===== Given entries =====

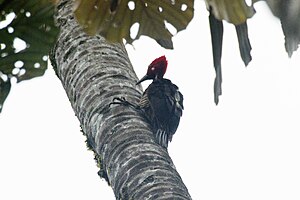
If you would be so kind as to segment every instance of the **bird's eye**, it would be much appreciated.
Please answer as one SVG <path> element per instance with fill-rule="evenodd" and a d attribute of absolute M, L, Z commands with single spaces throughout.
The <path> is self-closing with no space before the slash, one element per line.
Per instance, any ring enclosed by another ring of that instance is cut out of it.
<path fill-rule="evenodd" d="M 152 70 L 152 71 L 154 71 L 154 70 L 155 70 L 155 68 L 154 68 L 154 67 L 151 67 L 151 70 Z"/>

=====

** What you should do **
For every line above that holds the string "element", add one to a count; give that count alone.

** Completed task **
2